▸ **Request**
Retype every line of the listing below word for word, omitting the pictures.
:: Material supplied
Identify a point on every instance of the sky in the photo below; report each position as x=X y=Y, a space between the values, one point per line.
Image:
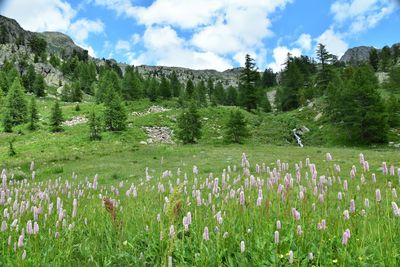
x=211 y=34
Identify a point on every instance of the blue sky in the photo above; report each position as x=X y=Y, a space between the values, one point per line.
x=211 y=34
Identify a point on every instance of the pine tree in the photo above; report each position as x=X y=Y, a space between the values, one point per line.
x=56 y=118
x=15 y=108
x=363 y=114
x=114 y=114
x=33 y=115
x=236 y=128
x=374 y=59
x=164 y=89
x=94 y=127
x=248 y=79
x=39 y=86
x=268 y=78
x=176 y=86
x=29 y=78
x=189 y=125
x=231 y=96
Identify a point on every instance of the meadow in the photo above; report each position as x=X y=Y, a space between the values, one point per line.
x=66 y=201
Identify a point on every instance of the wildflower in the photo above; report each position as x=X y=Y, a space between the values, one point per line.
x=378 y=195
x=242 y=247
x=276 y=237
x=205 y=234
x=299 y=230
x=291 y=257
x=172 y=231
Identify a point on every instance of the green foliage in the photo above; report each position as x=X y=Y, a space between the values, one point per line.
x=29 y=79
x=56 y=118
x=268 y=78
x=33 y=115
x=94 y=127
x=109 y=83
x=176 y=86
x=236 y=128
x=39 y=86
x=231 y=96
x=165 y=89
x=15 y=109
x=189 y=125
x=374 y=59
x=393 y=110
x=358 y=108
x=115 y=114
x=248 y=79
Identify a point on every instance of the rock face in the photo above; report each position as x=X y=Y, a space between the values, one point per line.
::::
▸ **Exercise solution**
Identify a point on every instance of the sky in the photo below; report each position as x=X y=Y, a space between the values, one point per line.
Image:
x=211 y=34
Identify a point on every instance of the blue sky in the photo above; report each position as x=X y=Y, a space between the values, one point per line.
x=211 y=34
Identify a point on every instance of the pine tree in the photo above; report each position as x=X y=Y, a space between the values, one point per line.
x=56 y=118
x=15 y=108
x=363 y=114
x=114 y=114
x=33 y=115
x=236 y=128
x=374 y=59
x=164 y=89
x=94 y=127
x=248 y=79
x=39 y=86
x=268 y=78
x=176 y=86
x=29 y=78
x=189 y=125
x=231 y=96
Identify a point on every instance of the meadow in the photo above; report each position as x=X y=Y, a space between the values, one point per line.
x=66 y=201
Identify a point on every instance of the wildflower in the photo above; report each position as x=X y=Y, a space between the values, one point per line.
x=378 y=195
x=242 y=247
x=276 y=237
x=205 y=234
x=299 y=230
x=291 y=257
x=172 y=231
Identify a point on every instance of the green foliage in the photo above; report each position as x=X y=Y, a space between the values, one point per line.
x=29 y=79
x=56 y=118
x=268 y=78
x=33 y=115
x=94 y=127
x=109 y=83
x=176 y=86
x=236 y=128
x=39 y=86
x=231 y=96
x=165 y=89
x=15 y=109
x=189 y=125
x=374 y=59
x=393 y=110
x=358 y=108
x=115 y=114
x=248 y=79
Identify a point on every instance of the rock face in the photo above; report each position as x=X y=Y, a space between the values, one point per line.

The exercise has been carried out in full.